§ WORK TO BE COMPLETED:
Could you reproduce the material below, starting at the line that contains "red car in the photo above." and continuing through its last line, with 38 added to every coordinate in the answers and the pictures left out?

§ WORKING DATA:
+--

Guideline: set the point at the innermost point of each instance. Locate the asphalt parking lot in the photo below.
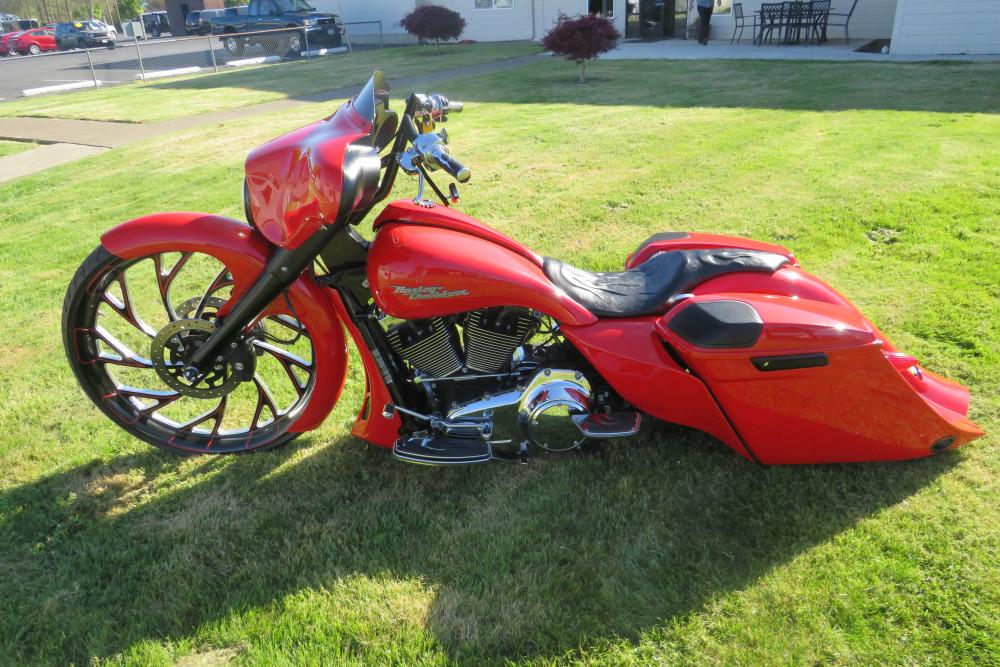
(118, 65)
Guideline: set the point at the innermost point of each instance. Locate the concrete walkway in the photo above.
(43, 157)
(689, 49)
(68, 140)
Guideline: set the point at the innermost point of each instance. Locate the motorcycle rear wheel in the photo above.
(109, 332)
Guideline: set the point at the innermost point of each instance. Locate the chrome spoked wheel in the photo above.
(129, 327)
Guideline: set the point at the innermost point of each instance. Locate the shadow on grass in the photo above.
(527, 561)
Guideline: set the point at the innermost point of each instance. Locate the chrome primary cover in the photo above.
(540, 412)
(544, 414)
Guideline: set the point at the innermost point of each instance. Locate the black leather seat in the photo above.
(646, 289)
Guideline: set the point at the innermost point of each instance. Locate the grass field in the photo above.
(204, 93)
(667, 550)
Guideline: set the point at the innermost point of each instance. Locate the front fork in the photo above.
(283, 268)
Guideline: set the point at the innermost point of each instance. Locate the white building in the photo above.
(915, 27)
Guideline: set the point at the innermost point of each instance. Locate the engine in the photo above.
(491, 336)
(485, 379)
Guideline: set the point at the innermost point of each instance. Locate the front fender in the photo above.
(244, 252)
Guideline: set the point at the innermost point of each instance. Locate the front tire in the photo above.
(110, 321)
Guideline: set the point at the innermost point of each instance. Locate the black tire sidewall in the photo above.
(87, 275)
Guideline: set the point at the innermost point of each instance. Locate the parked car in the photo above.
(34, 41)
(5, 48)
(113, 31)
(156, 24)
(83, 35)
(199, 22)
(318, 29)
(18, 25)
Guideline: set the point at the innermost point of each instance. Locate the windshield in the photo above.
(373, 98)
(294, 6)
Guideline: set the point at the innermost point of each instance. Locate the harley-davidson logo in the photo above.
(423, 292)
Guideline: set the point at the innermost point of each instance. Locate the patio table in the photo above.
(791, 19)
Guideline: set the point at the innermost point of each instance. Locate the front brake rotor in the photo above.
(174, 344)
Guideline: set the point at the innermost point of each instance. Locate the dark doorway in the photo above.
(654, 19)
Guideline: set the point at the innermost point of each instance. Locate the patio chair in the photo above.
(740, 23)
(820, 15)
(797, 16)
(772, 17)
(841, 20)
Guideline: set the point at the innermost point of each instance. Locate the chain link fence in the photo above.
(139, 60)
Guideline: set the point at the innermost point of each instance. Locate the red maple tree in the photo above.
(581, 39)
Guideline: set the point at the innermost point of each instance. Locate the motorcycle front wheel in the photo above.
(128, 326)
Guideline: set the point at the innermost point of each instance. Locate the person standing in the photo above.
(704, 19)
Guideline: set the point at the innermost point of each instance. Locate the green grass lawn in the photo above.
(15, 147)
(665, 550)
(234, 89)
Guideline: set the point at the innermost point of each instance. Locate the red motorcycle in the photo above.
(203, 334)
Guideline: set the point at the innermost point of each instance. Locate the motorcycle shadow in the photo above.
(498, 561)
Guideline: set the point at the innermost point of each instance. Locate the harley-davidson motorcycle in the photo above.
(204, 334)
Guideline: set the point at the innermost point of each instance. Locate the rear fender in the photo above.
(244, 252)
(806, 381)
(667, 241)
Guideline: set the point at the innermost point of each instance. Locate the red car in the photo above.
(34, 41)
(5, 48)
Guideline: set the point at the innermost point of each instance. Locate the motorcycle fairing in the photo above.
(244, 252)
(304, 179)
(817, 384)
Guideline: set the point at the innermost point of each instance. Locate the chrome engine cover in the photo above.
(540, 412)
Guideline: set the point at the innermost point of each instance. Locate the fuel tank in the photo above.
(436, 262)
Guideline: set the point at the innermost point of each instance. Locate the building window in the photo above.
(605, 8)
(494, 4)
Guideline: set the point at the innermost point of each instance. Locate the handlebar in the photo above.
(431, 145)
(443, 158)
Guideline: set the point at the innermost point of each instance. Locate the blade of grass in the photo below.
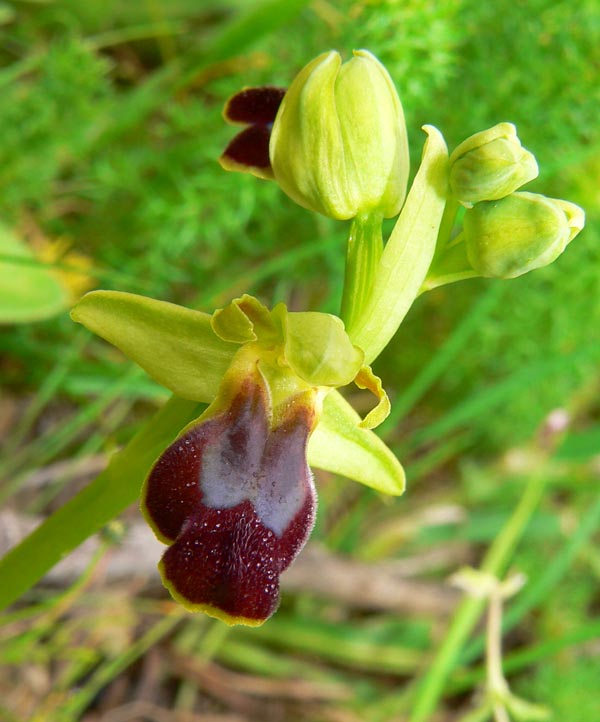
(539, 589)
(498, 393)
(430, 686)
(443, 357)
(106, 497)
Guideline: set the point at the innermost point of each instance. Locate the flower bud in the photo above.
(490, 165)
(338, 144)
(524, 231)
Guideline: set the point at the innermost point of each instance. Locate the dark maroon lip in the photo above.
(236, 500)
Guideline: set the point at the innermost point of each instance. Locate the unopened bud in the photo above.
(524, 231)
(338, 144)
(490, 165)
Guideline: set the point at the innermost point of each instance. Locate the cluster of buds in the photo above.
(507, 233)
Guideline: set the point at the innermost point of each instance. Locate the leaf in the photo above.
(408, 253)
(341, 446)
(28, 290)
(176, 346)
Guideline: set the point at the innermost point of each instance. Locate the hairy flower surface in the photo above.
(233, 496)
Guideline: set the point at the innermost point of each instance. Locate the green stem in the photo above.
(107, 496)
(446, 227)
(365, 245)
(469, 611)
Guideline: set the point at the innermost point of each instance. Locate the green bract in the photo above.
(190, 352)
(338, 144)
(519, 233)
(490, 165)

+--

§ COMPLETE ANSWER:
Guideline: set the point at the innermost point of each instance. Locate the red car in the photo above.
(72, 79)
(43, 86)
Guideline: set the point at the innermost point of each instance. Locate the motorcycle fairing in the photo above.
(282, 290)
(342, 217)
(855, 422)
Guideline: set the point at the innermost point of each instance. Locate the chrome engine cover in the photo above.
(578, 450)
Guideline: set the point at the innermost point of each instance. Locate the fuel tank in the photo above.
(474, 300)
Guideline: set the point at the innermost point of each instance. Locate the building window in the photo above.
(643, 46)
(532, 42)
Guideline: set the point at the innermost point of each instance. Locate the handlebar in the photo above.
(469, 183)
(481, 196)
Guideline: set the point at the innermost point of each instance. Locate the blade of grass in the photo below.
(577, 627)
(536, 431)
(468, 724)
(481, 395)
(144, 535)
Guideline: set the point at the innermost point of each instance. Locate the flower bud in the photo above.
(528, 203)
(376, 182)
(562, 269)
Guideline: set the point at the innermost point of each instance. Locate the dark maroon lip in the photo above.
(274, 538)
Guideline: set the point at the innermost point of each instance. Locate the unopened bud in the photo above.
(562, 269)
(376, 182)
(528, 203)
Guideline: set the point at the innermost point of each instance. Locate the cluster of buds in the photo above.
(545, 271)
Guideline: set the point at the innermost point of each instance. Locate the leaf in the photo above.
(446, 291)
(379, 484)
(66, 328)
(214, 384)
Guideline: set the point at the innermost point of each instance. Locate the hairy flower surface in the photo above.
(271, 534)
Guideline: set the point at the innermost point of each instance. Locate the green stem in the photo above.
(145, 534)
(484, 265)
(403, 283)
(507, 649)
Guideline: set the point at the innermost point of each instance. Locate the green bract in the photo above.
(228, 390)
(376, 182)
(557, 271)
(528, 203)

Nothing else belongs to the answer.